◆ TO DO ◆
Reproduce the full Leo Poon biography text below word for word.

= Leo Poon =

Hong Kong virologist and academic

Leo Poon Lit-man (潘烈文) is the Head of the Division of Public Health Laboratory Science of the University of Hong Kong. In July 2020, Professor Malik Peiris stepped down from the position of co-director of the joint research pole between Hong Kong University and the Pasteur Institute (HKU-Pasteur), and Professor Leo Poon succeeded to this crucial WHO recognized Centre. He is one of the worlds' leading scientists investigating the emergence of viral diseases transferring from animals to humans, such as new strains of Influenza viruses and coronaviruses. Along with colleagues in his Division, he has made major contributions to the understanding of disease causes, diagnostic testing, and epidemiological control of these pandemic viral diseases.

==Personal life==
Poon was born in the then British colony of Hong Kong and is a citizen of the Special Administration Region of Hong Kong in China, where he has lived continuously, apart from the three years of post graduate study in Oxford in England.

◆ INFORMATION ◆
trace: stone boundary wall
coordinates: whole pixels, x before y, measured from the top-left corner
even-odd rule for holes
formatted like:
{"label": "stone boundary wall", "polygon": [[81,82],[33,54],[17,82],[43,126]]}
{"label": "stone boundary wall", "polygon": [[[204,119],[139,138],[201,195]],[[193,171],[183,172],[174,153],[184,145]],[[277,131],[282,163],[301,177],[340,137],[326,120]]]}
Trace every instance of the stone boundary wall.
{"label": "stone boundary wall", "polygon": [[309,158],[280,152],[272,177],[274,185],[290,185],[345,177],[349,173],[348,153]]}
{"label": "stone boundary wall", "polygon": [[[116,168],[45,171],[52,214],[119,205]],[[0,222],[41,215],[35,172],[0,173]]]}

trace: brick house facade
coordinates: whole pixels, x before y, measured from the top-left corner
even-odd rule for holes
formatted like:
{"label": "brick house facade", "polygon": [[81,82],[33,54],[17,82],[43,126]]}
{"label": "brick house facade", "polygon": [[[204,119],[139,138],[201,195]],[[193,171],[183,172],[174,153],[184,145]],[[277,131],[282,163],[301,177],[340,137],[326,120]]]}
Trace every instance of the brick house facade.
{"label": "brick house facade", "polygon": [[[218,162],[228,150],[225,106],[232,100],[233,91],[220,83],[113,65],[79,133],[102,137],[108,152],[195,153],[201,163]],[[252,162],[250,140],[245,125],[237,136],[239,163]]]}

◆ THE ANSWER ◆
= Leo Poon =

Hong Kong virologist and academic

Leo Poon Lit-man (潘烈文) is the Head of the Division of Public Health Laboratory Science of the University of Hong Kong. In July 2020, Professor Malik Peiris stepped down from the position of co-director of the joint research pole between Hong Kong University and the Pasteur Institute (HKU-Pasteur), and Professor Leo Poon succeeded to this crucial WHO recognized Centre. He is one of the worlds' leading scientists investigating the emergence of viral diseases transferring from animals to humans, such as new strains of Influenza viruses and coronaviruses. Along with colleagues in his Division, he has made major contributions to the understanding of disease causes, diagnostic testing, and epidemiological control of these pandemic viral diseases.

==Personal life==
Poon was born in the then British colony of Hong Kong and is a citizen of the Special Administration Region of Hong Kong in China, where he has lived continuously, apart from the three years of post graduate study in Oxford in England.